(Records of labeled points)
──────────
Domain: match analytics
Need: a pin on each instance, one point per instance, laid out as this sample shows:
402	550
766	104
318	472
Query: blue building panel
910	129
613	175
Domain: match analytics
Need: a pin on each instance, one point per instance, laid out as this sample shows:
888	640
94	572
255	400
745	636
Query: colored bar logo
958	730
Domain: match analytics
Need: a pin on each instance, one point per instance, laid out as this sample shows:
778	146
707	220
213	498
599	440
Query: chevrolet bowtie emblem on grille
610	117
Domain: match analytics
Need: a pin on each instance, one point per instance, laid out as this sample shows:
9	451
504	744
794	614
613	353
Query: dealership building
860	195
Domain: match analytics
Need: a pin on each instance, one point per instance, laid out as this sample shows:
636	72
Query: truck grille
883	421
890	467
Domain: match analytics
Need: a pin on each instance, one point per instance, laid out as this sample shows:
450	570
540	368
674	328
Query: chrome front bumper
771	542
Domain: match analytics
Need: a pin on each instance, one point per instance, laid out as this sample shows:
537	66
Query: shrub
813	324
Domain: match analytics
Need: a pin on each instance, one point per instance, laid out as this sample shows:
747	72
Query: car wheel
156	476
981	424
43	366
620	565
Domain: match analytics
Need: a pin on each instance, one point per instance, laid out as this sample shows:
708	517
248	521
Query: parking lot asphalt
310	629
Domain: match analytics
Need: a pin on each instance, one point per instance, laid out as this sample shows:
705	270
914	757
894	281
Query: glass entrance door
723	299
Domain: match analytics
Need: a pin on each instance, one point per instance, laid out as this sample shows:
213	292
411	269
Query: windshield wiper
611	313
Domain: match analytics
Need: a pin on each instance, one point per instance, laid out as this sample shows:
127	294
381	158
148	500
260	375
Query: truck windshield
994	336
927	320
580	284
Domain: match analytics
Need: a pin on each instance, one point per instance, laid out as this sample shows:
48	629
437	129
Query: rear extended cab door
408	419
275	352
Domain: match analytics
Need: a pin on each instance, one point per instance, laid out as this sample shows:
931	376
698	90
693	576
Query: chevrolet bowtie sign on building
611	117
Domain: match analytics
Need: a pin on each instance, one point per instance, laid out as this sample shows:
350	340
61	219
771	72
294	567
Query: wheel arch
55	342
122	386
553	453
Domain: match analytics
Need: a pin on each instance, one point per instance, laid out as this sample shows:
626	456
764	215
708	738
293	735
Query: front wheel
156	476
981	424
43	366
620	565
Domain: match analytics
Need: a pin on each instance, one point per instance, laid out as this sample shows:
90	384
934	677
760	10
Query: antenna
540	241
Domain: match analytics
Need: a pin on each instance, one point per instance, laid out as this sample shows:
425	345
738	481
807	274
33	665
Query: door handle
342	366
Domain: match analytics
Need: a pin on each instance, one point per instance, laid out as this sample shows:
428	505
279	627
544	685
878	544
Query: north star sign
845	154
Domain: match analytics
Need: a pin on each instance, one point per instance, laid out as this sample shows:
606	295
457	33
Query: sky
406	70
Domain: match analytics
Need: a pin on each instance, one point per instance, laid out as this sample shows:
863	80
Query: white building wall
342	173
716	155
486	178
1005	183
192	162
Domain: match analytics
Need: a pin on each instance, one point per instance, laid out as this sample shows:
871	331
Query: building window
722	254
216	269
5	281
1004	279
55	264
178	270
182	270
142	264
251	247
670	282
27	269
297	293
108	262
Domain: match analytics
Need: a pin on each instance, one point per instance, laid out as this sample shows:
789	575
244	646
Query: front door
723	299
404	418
──────────
Print all of the entries exactly as they appear.

In response.
Domain: match analytics
Need: a pin on each instance, one point per instance, laid out as this sample shows:
402	550
766	104
318	472
Query: blue building panel
910	129
613	175
Domain: match analytics
Need: a pin on each instance, one point per instance, laid out as this sample shows:
888	640
94	572
255	400
745	636
Query: colored bar logo
958	730
Domain: match analytics
Need: a pin on each instance, one point per instance, laid out as this sample shows:
778	146
707	220
213	498
599	440
Query: chevrolet bowtie emblem on grille
610	117
Domain: match analytics
Need: a pin on each instance, one point per instance, laid out as this sample shows:
9	451
504	744
794	614
613	353
Query: dealership building
860	195
Domain: match analytics
Need: a pin on each instance, one point per instance, laid out as this sample shows:
636	72
Query: truck grille
883	421
890	467
Domain: match analytics
Need: a pin on each instance, one point per instance, laid out as this sample shows:
450	570
540	368
674	328
Query: chrome front bumper
771	542
Domain: match analytics
Need: a pin on each instance, one point per instance, laid out as this sample shows:
537	66
Query: shrub
813	324
Domain: match analytics
Need: a pin on each instance, one point per instance, laid out as this sample shows:
747	72
Query: car wheel
156	476
981	424
43	366
620	565
Domain: match analytics
Need: a pin on each instance, one point per instance, laid out as this sample shows:
708	517
248	521
Query: parking lot asphalt
310	629
Domain: match analytics
Need: a pin on each instance, one point per instance, laid out as this sample shows:
705	270
914	757
894	281
Query: glass entrance door
723	299
Domain: match analytics
Need: a pin on each instance, one point per instance, laid out as this sample shows:
213	292
411	269
Query: windshield wiper
611	313
Domain: match analytics
Need: a pin on each instance, one point per instance, laid out as this sample shows:
127	294
381	158
148	500
260	375
Query: truck windshield
994	336
927	320
580	284
Domain: match analytics
Need: a pin on each instance, one point per instance, laid out as this sample shows:
48	629
437	129
Query: rear extended cab door
408	419
275	352
Domain: match analytics
Need: a pin on each instance, one point per instance, laid out as this sample shows:
931	376
698	90
693	576
Query: chevrolet bowtie sign on building
611	117
Domain: match analytics
Need: a pin on each instance, one point per instance, laid out as this sample shows:
350	340
61	219
771	72
294	567
Query: wheel arch
55	342
122	386
553	453
Domain: match analytics
Need: a pin on each instance, one point per instance, laid out as this sample shows:
626	456
764	215
708	738
293	735
Query: front wheel
156	476
981	424
43	366
620	565
Domain: match analytics
Need: a pin on each instance, one point per instance, laid out as this sample shows:
90	384
934	677
760	10
Query: antenna
540	241
Domain: match analytics
Need: a pin on each instance, one point per instance, laid out as this sample shows:
425	345
738	481
807	274
33	665
Query: door handle
342	366
Domain: match analytics
Need: a pin on each instance, one point per instance, laid out as this sample shows:
428	505
279	627
544	685
878	544
Query: north star sign
845	154
Domain: match analytics
Need: a pin on each instance, one point per instance, laid out as this sample shows:
606	295
457	33
Query: sky
406	70
Domain: match analytics
Need: a pin on each instance, one point per instance, laid out as this sample shows:
863	80
Query: white building wall
342	173
716	155
486	178
1005	183
192	162
Domain: match analytics
Need: a pin on each instance, one point per instance, laid out as this sample shows:
871	331
Query: building window
722	254
216	269
5	281
1004	279
55	264
178	270
182	270
142	264
251	247
670	282
27	269
297	293
108	262
Domain: match analytics
Need: a pin on each instance, one point per instance, laid out as this sample shows:
789	575
244	646
Query: front door
723	299
404	418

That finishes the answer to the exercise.